▶ _What this exercise asks_:
1. Reproduce the text of the passage on Wordnet and CLSQL between "There are some" and "a DB entity.", inclusive.
2. Decide whether each statement agrees with the passage on Wordnet and CLSQL, answering yes or no and quoting the deciding words: (a) In the dictionary described, "word" refers to the representation as a DB entity. (b) NLTK added inconsistencies of its own beyond those in the Wordnet lexicon. (c) CLSQL offers special syntactic support for writing SQL queries in Lisp.

▶ _Selection_:
********************
There are some inconsistencies in Wordnet lexicon which have also migrated to NLTK interface (and then NLTK introduced some more). I've done a cleanup on that so some classes and slot accessors don't fully mimic the names of their DB counterparts or the NLTK's interface. For instance, in our dictionary word refers to a raw string and lemma — to its representation as a DB entity.
CLSQL also has special syntactic support for writing SQL queries in Lisp:
(clsql:select [item_id] [as [count [*]] 'num]
              :from [table]
              :where [is [null [sale_date]]]
              :group-by [item_id]
              :order-by '((num :desc))
              :limit 1)
********************
▶ _Recorded data_:
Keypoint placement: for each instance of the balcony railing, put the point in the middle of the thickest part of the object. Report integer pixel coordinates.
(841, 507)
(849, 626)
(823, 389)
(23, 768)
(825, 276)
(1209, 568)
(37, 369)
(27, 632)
********************
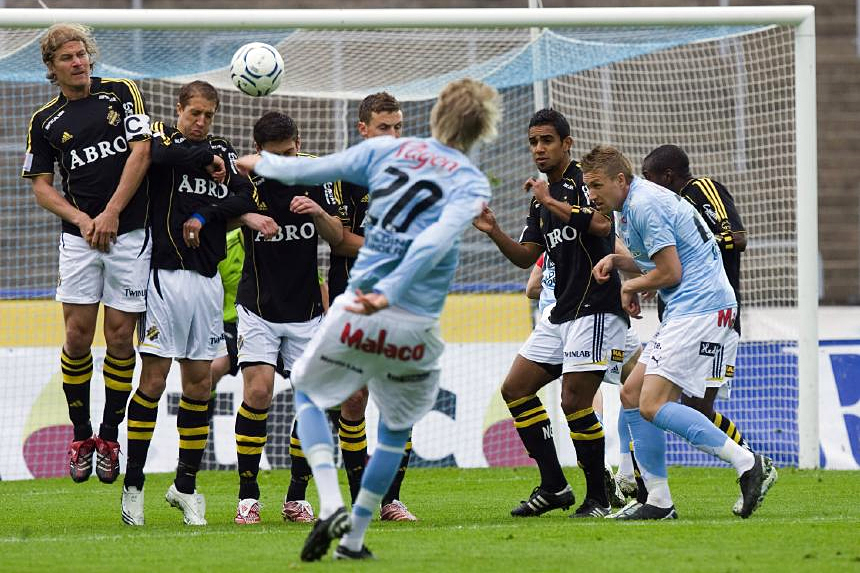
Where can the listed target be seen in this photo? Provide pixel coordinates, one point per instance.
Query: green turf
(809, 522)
********************
▶ _Response list_:
1.
There are some inconsistencies in Wordnet lexicon which have also migrated to NLTK interface (and then NLTK introduced some more). I've done a cleanup on that so some classes and slot accessors don't fully mimic the names of their DB counterparts or the NLTK's interface. For instance, in our dictionary word refers to a raw string and lemma — to its representation as a DB entity.

2.
(a) No: "in our dictionary word refers to a raw string and lemma — to its representation as a DB entity."
(b) Yes: "(and then NLTK introduced some more)"
(c) Yes: "CLSQL also has special syntactic support for writing SQL queries in Lisp"